▶ _WORK TO DO_: Write out the listing beneath this instruction in its entirety, exactly as it reads.

= = = =

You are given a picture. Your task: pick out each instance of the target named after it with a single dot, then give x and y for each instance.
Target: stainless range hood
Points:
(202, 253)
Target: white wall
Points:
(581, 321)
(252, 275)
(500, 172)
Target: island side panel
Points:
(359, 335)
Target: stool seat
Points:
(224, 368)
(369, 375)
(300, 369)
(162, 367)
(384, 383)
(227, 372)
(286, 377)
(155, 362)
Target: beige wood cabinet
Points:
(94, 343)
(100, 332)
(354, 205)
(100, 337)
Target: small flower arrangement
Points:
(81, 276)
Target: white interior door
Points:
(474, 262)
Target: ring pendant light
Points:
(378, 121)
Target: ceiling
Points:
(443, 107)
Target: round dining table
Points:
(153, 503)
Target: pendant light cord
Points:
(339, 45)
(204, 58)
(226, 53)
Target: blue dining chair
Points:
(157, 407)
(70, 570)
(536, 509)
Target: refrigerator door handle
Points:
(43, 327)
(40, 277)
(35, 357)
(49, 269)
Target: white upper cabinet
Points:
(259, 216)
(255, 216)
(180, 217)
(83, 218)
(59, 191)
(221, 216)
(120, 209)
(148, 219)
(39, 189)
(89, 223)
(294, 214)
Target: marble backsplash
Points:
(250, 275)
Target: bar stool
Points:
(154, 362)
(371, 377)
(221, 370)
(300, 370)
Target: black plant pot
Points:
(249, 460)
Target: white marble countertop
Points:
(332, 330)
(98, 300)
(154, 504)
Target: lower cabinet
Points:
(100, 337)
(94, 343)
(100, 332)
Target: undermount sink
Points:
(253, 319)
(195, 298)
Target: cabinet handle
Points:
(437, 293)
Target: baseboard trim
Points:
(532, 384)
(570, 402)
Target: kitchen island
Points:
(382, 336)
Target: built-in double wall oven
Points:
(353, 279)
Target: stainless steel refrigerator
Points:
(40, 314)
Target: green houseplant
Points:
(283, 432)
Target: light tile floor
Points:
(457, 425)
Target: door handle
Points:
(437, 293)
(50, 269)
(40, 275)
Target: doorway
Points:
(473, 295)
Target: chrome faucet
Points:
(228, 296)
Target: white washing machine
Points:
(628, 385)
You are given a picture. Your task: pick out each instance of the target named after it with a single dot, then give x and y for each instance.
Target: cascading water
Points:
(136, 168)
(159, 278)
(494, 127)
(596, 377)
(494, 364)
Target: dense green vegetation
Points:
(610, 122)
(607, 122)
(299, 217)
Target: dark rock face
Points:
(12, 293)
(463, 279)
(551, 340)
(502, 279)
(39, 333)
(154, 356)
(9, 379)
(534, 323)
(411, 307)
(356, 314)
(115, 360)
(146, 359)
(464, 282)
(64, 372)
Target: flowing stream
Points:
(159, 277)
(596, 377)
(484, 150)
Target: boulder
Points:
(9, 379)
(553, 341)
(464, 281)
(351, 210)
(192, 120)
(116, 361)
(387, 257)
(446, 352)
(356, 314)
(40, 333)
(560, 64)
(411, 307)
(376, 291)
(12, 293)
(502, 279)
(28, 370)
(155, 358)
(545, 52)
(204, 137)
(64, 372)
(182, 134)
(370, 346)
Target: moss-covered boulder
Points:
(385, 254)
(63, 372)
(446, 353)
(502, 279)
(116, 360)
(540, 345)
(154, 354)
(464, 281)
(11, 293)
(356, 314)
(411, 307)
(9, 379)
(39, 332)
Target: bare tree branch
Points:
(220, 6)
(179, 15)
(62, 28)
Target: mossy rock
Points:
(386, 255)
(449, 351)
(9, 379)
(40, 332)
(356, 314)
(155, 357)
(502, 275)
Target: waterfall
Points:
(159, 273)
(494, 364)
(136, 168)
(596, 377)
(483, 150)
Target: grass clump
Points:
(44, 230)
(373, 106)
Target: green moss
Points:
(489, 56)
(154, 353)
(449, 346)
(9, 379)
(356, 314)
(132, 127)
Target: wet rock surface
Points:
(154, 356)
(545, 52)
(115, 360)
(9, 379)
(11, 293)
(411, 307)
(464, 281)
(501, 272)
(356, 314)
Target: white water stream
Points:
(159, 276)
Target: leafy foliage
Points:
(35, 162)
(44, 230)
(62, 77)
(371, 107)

= = = =

▶ _SOLUTION TO THE EXERCISE_:
You are given a picture. Your task: pick out each instance of the target named after it with a single dot, then give x and y for each instance.
Target: stainless range hood
Points:
(202, 253)
Target: white wall
Points:
(581, 321)
(252, 275)
(500, 172)
Target: island side panel
Points:
(359, 335)
Target: stool seat
Points:
(224, 368)
(369, 375)
(300, 369)
(162, 367)
(384, 383)
(227, 372)
(286, 377)
(155, 362)
Target: beige wood cabinet
Points:
(94, 343)
(100, 332)
(354, 205)
(100, 337)
Target: small flower arrangement
Points:
(81, 276)
Target: white interior door
Points:
(474, 262)
Target: ring pendant light
Points:
(378, 121)
Target: ceiling
Points:
(443, 107)
Target: round dining table
Points:
(153, 503)
Target: pendant light cord
Points:
(339, 45)
(204, 58)
(226, 53)
Target: blue dining chair
Points:
(157, 407)
(70, 570)
(536, 509)
Target: refrigerator door handle
Points:
(43, 327)
(40, 277)
(35, 357)
(49, 269)
Target: white upper cabinet
Points:
(259, 216)
(255, 216)
(180, 217)
(83, 218)
(59, 191)
(221, 216)
(120, 209)
(148, 219)
(39, 189)
(89, 223)
(294, 214)
Target: marble backsplash
Points:
(250, 275)
Target: bar stool
Points:
(154, 362)
(371, 377)
(221, 370)
(300, 370)
Target: black plant pot
Points:
(249, 460)
Target: white marble countertop
Points:
(332, 330)
(98, 300)
(154, 504)
Target: lower cabinet
Points:
(100, 337)
(94, 343)
(100, 332)
Target: undermount sink
Points:
(253, 319)
(195, 298)
Target: cabinet handle
Points:
(437, 293)
Target: baseboard trim
Points:
(532, 384)
(570, 402)
Target: kitchen island
Points:
(382, 336)
Target: built-in double wall oven
Points:
(353, 279)
Target: stainless steel refrigerator
Points:
(40, 314)
Target: green houseplant
Points:
(283, 432)
Target: light tile floor
Points:
(457, 425)
Target: door handle
Points:
(437, 293)
(50, 269)
(40, 275)
Target: doorway
Points:
(473, 295)
Target: chrome faucet
Points:
(228, 296)
Target: white washing machine
Points:
(628, 385)
You are given a picture. Your task: pick out each instance of the target named after it with a single dot, then give x and y for each instance.
Target: cascading water
Points:
(136, 168)
(159, 278)
(494, 127)
(596, 377)
(494, 364)
Target: dense green vegetation
Points:
(610, 122)
(607, 122)
(299, 217)
Target: dark rock face
Points:
(12, 293)
(463, 279)
(551, 340)
(502, 279)
(39, 333)
(154, 356)
(9, 379)
(534, 323)
(411, 307)
(356, 314)
(115, 360)
(146, 359)
(464, 282)
(64, 372)
Target: flowing stream
Points:
(159, 277)
(596, 377)
(484, 150)
Target: boulder
Points:
(9, 379)
(553, 341)
(464, 281)
(351, 210)
(192, 120)
(116, 361)
(387, 257)
(446, 352)
(356, 314)
(40, 333)
(560, 64)
(411, 307)
(376, 291)
(12, 293)
(502, 279)
(28, 370)
(155, 358)
(545, 52)
(204, 137)
(64, 372)
(182, 134)
(370, 346)
Target: moss-covered boulder
Points:
(385, 254)
(63, 372)
(446, 353)
(502, 279)
(116, 360)
(540, 345)
(154, 354)
(464, 281)
(11, 293)
(356, 314)
(411, 307)
(9, 379)
(39, 332)
Target: bare tree branch
Points:
(220, 6)
(179, 15)
(62, 28)
Target: mossy rock
Points:
(386, 255)
(449, 351)
(9, 379)
(40, 332)
(356, 314)
(155, 357)
(502, 275)
Target: waterfall
Points:
(159, 273)
(494, 364)
(136, 168)
(596, 377)
(483, 150)
Target: grass clump
Points:
(44, 230)
(373, 106)
Target: green moss
Points:
(489, 56)
(154, 353)
(449, 346)
(9, 379)
(356, 314)
(132, 127)
Target: wet rock surface
Points:
(154, 356)
(545, 52)
(115, 360)
(9, 379)
(11, 293)
(411, 307)
(464, 281)
(501, 272)
(356, 314)
Target: white water stream
Points:
(159, 276)
Target: leafy foliage
Points:
(35, 162)
(44, 230)
(62, 77)
(371, 107)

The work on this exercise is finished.